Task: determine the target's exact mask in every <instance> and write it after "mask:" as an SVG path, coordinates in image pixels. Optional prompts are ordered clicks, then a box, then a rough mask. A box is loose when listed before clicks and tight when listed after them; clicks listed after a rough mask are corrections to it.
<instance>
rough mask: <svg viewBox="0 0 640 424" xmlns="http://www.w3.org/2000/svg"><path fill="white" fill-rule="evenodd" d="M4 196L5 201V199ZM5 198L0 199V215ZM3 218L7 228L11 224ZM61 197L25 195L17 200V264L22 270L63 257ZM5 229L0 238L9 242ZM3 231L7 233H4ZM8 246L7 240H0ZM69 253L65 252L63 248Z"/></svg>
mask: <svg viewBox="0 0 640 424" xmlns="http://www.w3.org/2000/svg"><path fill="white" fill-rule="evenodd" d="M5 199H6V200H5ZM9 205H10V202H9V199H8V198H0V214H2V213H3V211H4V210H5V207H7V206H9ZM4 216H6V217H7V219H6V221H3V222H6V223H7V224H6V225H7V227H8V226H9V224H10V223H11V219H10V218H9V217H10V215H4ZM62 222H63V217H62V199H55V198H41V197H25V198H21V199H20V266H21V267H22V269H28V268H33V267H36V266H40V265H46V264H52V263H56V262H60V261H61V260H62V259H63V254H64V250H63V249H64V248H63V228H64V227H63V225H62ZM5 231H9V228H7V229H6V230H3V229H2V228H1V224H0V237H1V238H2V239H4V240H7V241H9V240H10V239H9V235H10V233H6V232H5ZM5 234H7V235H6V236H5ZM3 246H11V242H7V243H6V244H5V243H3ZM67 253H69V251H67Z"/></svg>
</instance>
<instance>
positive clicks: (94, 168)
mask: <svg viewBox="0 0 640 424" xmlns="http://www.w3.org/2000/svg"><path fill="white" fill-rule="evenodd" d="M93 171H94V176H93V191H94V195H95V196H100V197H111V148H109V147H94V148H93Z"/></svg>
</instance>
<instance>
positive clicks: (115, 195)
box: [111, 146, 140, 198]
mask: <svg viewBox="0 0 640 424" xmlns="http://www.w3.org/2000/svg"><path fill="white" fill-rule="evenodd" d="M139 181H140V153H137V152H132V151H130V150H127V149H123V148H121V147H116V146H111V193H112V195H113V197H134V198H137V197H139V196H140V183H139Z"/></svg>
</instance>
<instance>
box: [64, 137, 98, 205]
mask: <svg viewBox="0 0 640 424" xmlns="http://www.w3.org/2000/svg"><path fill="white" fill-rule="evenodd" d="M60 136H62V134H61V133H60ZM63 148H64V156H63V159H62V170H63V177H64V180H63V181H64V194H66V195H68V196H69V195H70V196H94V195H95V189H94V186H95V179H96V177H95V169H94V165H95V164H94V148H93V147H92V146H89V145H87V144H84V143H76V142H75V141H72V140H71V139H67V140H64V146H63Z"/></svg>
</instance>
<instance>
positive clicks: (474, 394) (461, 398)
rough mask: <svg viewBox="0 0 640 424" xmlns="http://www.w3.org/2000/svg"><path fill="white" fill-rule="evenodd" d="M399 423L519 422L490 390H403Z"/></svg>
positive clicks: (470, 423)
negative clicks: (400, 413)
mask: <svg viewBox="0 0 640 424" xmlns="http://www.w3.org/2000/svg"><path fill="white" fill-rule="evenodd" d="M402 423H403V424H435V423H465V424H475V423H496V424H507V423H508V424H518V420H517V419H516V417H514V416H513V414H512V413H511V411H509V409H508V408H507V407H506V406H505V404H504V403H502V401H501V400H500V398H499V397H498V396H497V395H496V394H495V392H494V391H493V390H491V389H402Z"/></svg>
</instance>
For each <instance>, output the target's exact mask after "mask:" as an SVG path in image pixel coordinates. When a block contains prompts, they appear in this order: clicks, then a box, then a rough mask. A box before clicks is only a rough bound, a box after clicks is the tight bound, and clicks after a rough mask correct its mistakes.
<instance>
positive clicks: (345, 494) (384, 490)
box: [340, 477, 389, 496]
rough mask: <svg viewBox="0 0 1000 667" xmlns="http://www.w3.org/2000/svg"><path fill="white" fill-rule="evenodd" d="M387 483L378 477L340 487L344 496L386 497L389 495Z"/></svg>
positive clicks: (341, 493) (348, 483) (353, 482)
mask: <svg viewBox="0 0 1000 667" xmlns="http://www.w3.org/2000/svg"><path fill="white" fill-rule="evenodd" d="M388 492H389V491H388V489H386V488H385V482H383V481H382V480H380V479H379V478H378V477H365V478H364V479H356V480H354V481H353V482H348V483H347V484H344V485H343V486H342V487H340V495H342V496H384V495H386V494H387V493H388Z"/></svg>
+++
▶ INSTRUCTION:
Rewrite all of the records above, changing every "rough mask" to "coarse mask" and leaving everything else the same.

▶ WRITTEN RESPONSE:
Task: determine the target's exact mask in every <instance> and write it after "mask:" as an SVG path, coordinates in image pixels. Optional prompts are ordered clicks, then a box, then a coarse mask. A box is loose when listed before clicks and tight when listed after them; clicks listed after a coarse mask are corrections to it.
<instance>
coarse mask: <svg viewBox="0 0 640 424" xmlns="http://www.w3.org/2000/svg"><path fill="white" fill-rule="evenodd" d="M4 196L5 201V199ZM5 198L0 199V215ZM3 218L7 228L11 224ZM61 197L25 195L17 200V264L22 270L63 257ZM5 229L0 238L9 242ZM3 231L7 233H4ZM8 246L7 240H0ZM69 253L65 252L63 248Z"/></svg>
mask: <svg viewBox="0 0 640 424" xmlns="http://www.w3.org/2000/svg"><path fill="white" fill-rule="evenodd" d="M5 199H6V200H5ZM9 205H10V202H9V199H8V198H0V214H2V213H3V211H4V210H5V207H7V206H9ZM4 216H6V217H7V219H6V221H3V222H6V223H7V224H6V225H7V227H8V226H9V224H10V223H11V219H10V218H9V217H10V215H4ZM62 222H63V217H62V199H55V198H41V197H25V198H21V199H20V266H21V267H22V269H28V268H33V267H36V266H40V265H46V264H52V263H56V262H60V261H61V260H62V259H63V254H64V250H63V249H64V248H63V228H64V227H63V225H62ZM5 231H9V228H7V229H6V230H3V229H2V228H1V224H0V237H1V238H2V239H4V240H7V241H9V240H10V239H9V235H10V233H6V232H5ZM5 234H7V235H6V236H5ZM3 246H11V242H7V243H6V244H5V243H3ZM67 253H69V251H67Z"/></svg>
</instance>
<instance>
positive clicks: (94, 168)
mask: <svg viewBox="0 0 640 424" xmlns="http://www.w3.org/2000/svg"><path fill="white" fill-rule="evenodd" d="M93 171H94V176H93V191H94V195H95V196H100V197H111V148H109V147H94V148H93Z"/></svg>
</instance>
<instance>
positive clicks: (115, 195)
box: [111, 146, 140, 198]
mask: <svg viewBox="0 0 640 424" xmlns="http://www.w3.org/2000/svg"><path fill="white" fill-rule="evenodd" d="M139 181H140V153H137V152H132V151H130V150H127V149H123V148H121V147H116V146H111V193H112V195H113V197H134V198H137V197H139V196H140V183H139Z"/></svg>
</instance>
<instance>
box: [64, 137, 98, 205]
mask: <svg viewBox="0 0 640 424" xmlns="http://www.w3.org/2000/svg"><path fill="white" fill-rule="evenodd" d="M60 136H62V134H61V133H60ZM63 148H64V156H63V159H62V170H63V177H64V180H63V181H64V194H66V195H68V196H69V195H70V196H94V195H95V189H94V186H95V179H96V177H95V169H94V165H95V164H94V148H93V147H92V146H89V145H87V144H84V143H76V142H75V141H72V140H71V139H67V140H64V146H63Z"/></svg>
</instance>
<instance>
positive clicks: (474, 394) (461, 398)
coarse mask: <svg viewBox="0 0 640 424" xmlns="http://www.w3.org/2000/svg"><path fill="white" fill-rule="evenodd" d="M399 423L519 422L490 390H403Z"/></svg>
positive clicks: (470, 423)
negative clicks: (400, 413)
mask: <svg viewBox="0 0 640 424" xmlns="http://www.w3.org/2000/svg"><path fill="white" fill-rule="evenodd" d="M402 423H403V424H435V423H465V424H475V423H496V424H507V423H508V424H518V420H517V419H516V417H514V416H513V414H512V413H511V411H509V409H508V408H507V407H506V406H505V404H504V403H502V401H501V400H500V398H499V397H498V396H497V395H496V394H495V392H494V391H493V390H491V389H402Z"/></svg>
</instance>
For each <instance>, output the target's exact mask after "mask:" as an SVG path in image pixel coordinates. When a block contains prompts, they appear in this order: clicks, then a box, then a coarse mask. A box before clicks is only a rough bound, a box after clicks is the tight bound, and clicks after a coarse mask correct its mistakes.
<instance>
positive clicks: (345, 494) (384, 490)
box: [340, 477, 389, 496]
coarse mask: <svg viewBox="0 0 1000 667" xmlns="http://www.w3.org/2000/svg"><path fill="white" fill-rule="evenodd" d="M387 483L378 477L340 487L344 496L386 497L389 495Z"/></svg>
positive clicks: (341, 493) (348, 483) (353, 482)
mask: <svg viewBox="0 0 1000 667" xmlns="http://www.w3.org/2000/svg"><path fill="white" fill-rule="evenodd" d="M388 492H389V491H388V489H386V488H385V482H383V481H382V480H380V479H379V478H378V477H365V478H364V479H356V480H354V481H353V482H348V483H347V484H344V485H343V486H342V487H340V495H342V496H384V495H386V494H387V493H388Z"/></svg>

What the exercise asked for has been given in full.